**Problems to work on:**
1) In the meat and bone meal excerpt, what minimum sample amount is required for testing at the Irish Equine Centre?
2) Reproduce the part of the meat and bone meal excerpt that opens with the words containing "A minimum of" and closes with "to 72 hours.".

A minimum of 500g is required to test samples of solid or liquid material at the Irish Equine Centre, an independent not-for-profit organisation. Tests are by light microscopy and using real-time PCR for ruminant DNA. The presence of MBM and fish products in feed can be tested by light microscopy in two days. The presence of ruminant DNA in feed by real-time PCR can be detected by this lab in 48 to 72 hours.

== Uses ==
Besides use as animal feed, MBM also finds use in various areas of industry.

- Fuel – MBM is considered a renewable and even carbon-neutral source of fuel in power generation and cement kilns. Combustion destroys pathogens and pollutants. MBM has around two thirds the heat value of coal; the UK in particular widely uses meat and bone meal for the generation of renewable electricity. This was particularly prominent after many cattle were slaughtered during the BSE crisis.

Items in a dataset:
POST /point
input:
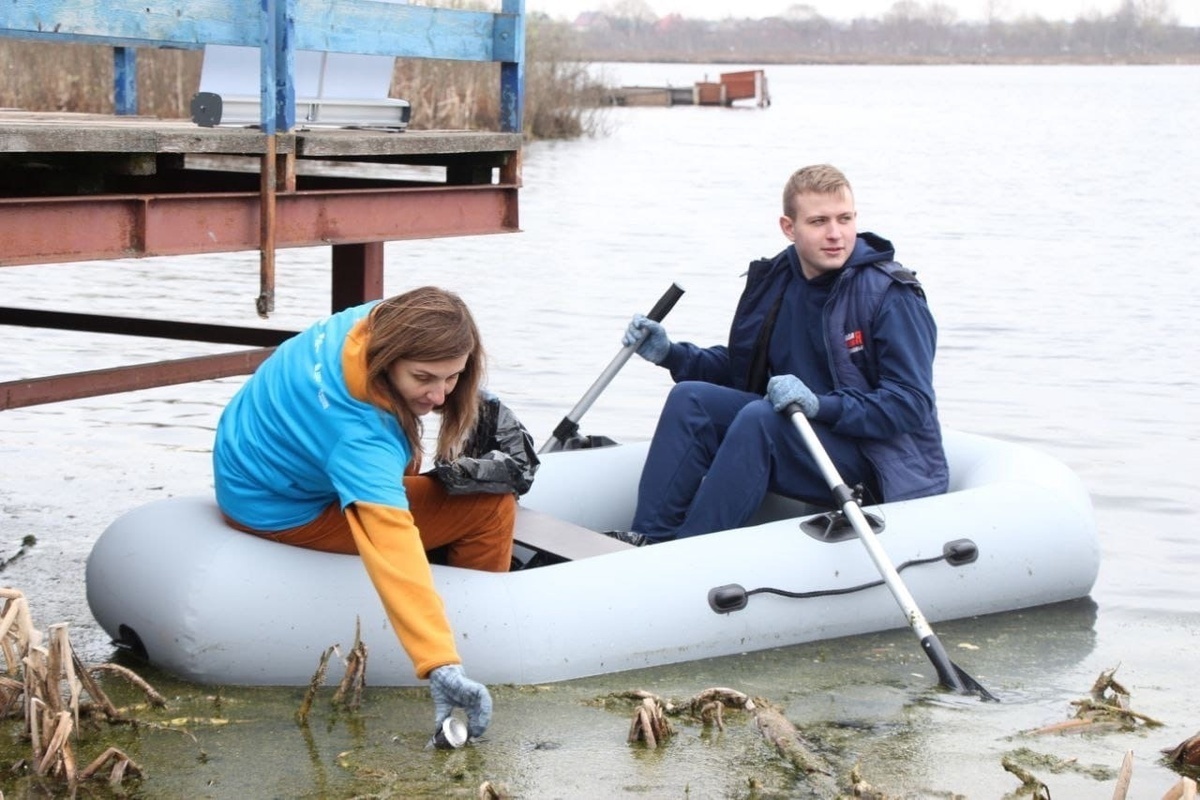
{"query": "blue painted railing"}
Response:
(283, 26)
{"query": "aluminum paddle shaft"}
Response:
(948, 673)
(570, 423)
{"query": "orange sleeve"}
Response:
(391, 551)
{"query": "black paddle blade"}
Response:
(952, 675)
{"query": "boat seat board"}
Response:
(549, 534)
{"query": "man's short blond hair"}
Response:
(815, 179)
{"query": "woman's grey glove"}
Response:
(453, 690)
(655, 346)
(785, 390)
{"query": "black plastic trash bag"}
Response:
(498, 457)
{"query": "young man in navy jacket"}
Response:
(832, 324)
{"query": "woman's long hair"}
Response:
(427, 324)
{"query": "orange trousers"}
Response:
(475, 529)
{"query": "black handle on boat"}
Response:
(949, 674)
(570, 423)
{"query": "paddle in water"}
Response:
(948, 673)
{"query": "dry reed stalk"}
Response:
(1123, 777)
(316, 683)
(354, 679)
(153, 696)
(53, 685)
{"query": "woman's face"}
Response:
(425, 384)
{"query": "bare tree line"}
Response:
(1140, 31)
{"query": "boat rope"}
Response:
(732, 596)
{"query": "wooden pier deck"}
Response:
(84, 187)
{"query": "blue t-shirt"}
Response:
(293, 439)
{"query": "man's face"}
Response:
(823, 230)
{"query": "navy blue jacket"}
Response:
(877, 340)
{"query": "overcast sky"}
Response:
(1186, 11)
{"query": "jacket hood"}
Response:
(869, 248)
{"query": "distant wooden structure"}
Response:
(79, 187)
(732, 86)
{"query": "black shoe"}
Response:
(629, 537)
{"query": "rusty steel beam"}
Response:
(53, 389)
(51, 230)
(139, 326)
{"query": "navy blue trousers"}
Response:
(715, 453)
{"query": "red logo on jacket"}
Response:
(855, 341)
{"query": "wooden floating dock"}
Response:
(87, 186)
(732, 86)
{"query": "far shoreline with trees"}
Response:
(1139, 31)
(565, 97)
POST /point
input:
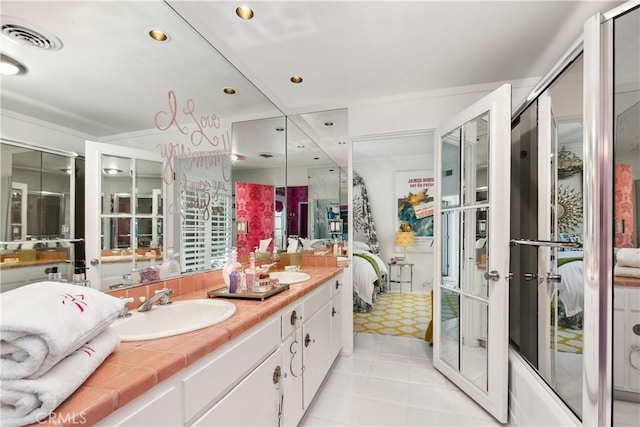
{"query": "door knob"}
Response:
(492, 275)
(556, 278)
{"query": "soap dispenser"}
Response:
(170, 267)
(251, 272)
(275, 259)
(231, 265)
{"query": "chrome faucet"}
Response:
(162, 295)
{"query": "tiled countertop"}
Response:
(136, 367)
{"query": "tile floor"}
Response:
(390, 381)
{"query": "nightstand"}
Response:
(400, 281)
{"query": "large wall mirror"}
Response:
(172, 95)
(316, 184)
(547, 288)
(36, 193)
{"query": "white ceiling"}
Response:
(110, 78)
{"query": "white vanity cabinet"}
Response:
(336, 316)
(626, 340)
(291, 350)
(267, 377)
(316, 341)
(256, 401)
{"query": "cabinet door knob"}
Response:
(277, 373)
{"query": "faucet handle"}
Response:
(167, 293)
(125, 308)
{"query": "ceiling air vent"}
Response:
(22, 33)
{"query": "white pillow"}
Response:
(360, 246)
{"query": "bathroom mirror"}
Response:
(36, 192)
(626, 221)
(316, 184)
(163, 96)
(258, 182)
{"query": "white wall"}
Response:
(422, 110)
(20, 128)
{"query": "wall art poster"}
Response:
(415, 191)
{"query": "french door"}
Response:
(471, 325)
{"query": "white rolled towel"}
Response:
(628, 257)
(44, 322)
(27, 401)
(626, 271)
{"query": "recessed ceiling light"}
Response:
(244, 12)
(11, 67)
(158, 35)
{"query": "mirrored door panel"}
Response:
(626, 219)
(471, 292)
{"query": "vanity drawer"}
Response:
(208, 382)
(315, 300)
(287, 327)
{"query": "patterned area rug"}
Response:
(405, 314)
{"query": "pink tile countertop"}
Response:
(136, 367)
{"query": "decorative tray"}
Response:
(224, 293)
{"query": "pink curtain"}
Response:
(623, 210)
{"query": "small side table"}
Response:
(401, 267)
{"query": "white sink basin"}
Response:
(173, 319)
(289, 277)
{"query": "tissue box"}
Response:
(27, 254)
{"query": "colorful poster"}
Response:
(415, 191)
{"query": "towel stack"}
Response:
(627, 263)
(53, 337)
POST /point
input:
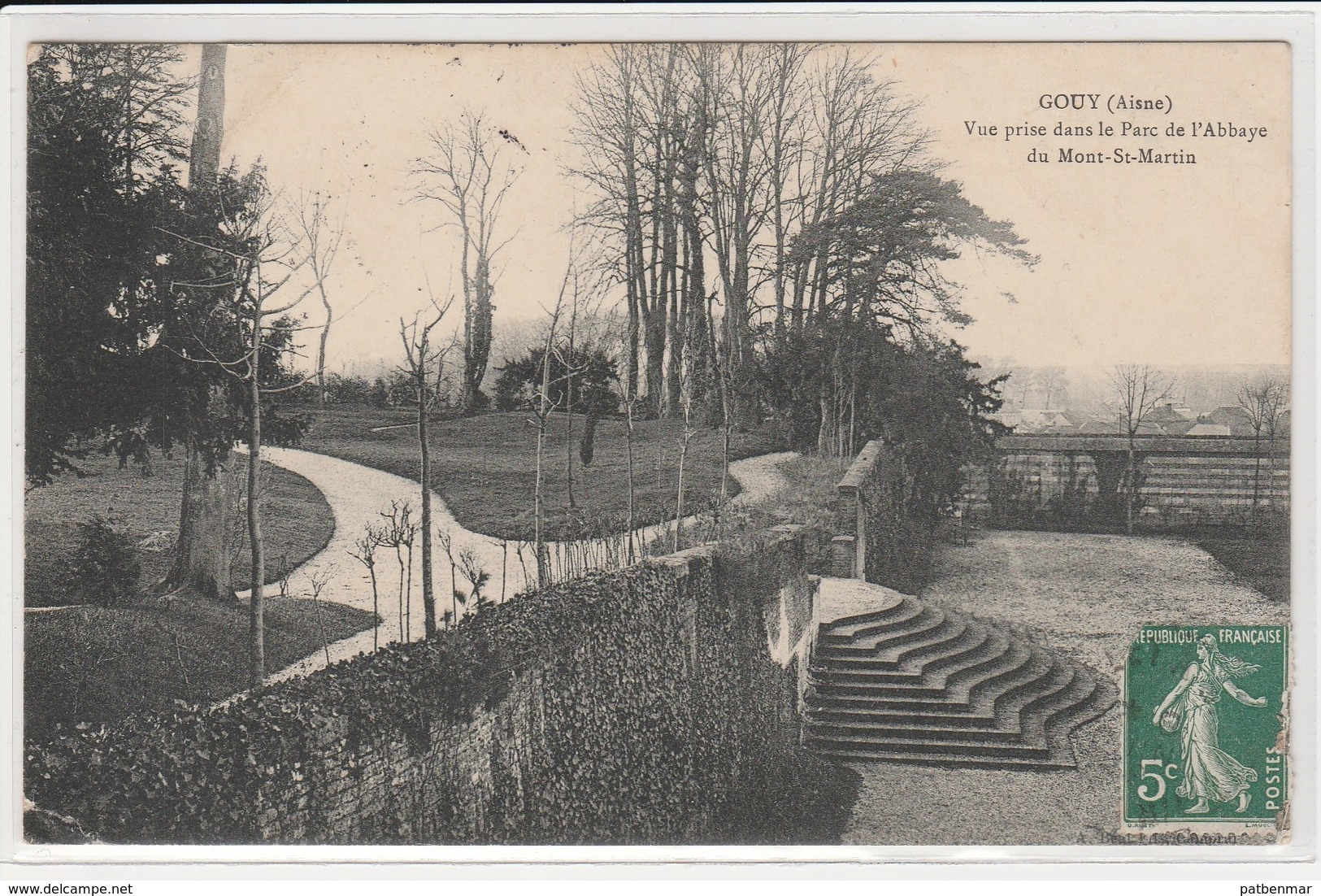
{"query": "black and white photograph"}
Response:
(658, 446)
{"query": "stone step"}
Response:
(944, 760)
(915, 682)
(845, 628)
(919, 746)
(906, 615)
(949, 636)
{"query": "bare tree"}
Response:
(1053, 385)
(469, 173)
(1136, 390)
(312, 217)
(1264, 401)
(424, 367)
(267, 262)
(545, 406)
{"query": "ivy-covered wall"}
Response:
(653, 705)
(876, 537)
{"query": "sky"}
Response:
(1162, 263)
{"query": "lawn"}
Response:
(298, 522)
(94, 665)
(485, 465)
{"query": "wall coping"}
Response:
(1189, 446)
(862, 467)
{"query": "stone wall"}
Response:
(654, 705)
(1208, 484)
(877, 538)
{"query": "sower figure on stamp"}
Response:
(1209, 772)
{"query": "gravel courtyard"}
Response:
(1084, 596)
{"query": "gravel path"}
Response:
(1084, 596)
(357, 494)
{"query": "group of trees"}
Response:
(160, 312)
(767, 213)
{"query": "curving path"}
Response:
(357, 494)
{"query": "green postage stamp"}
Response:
(1206, 729)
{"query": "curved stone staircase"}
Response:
(910, 682)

**Responses by task:**
1) A minimum of 500g.

2)
A minimum of 500g is required to test samples of solid or liquid material at the Irish Equine Centre, an independent not-for-profit organisation. Tests are by light microscopy and using real-time PCR for ruminant DNA. The presence of MBM and fish products in feed can be tested by light microscopy in two days. The presence of ruminant DNA in feed by real-time PCR can be detected by this lab in 48 to 72 hours.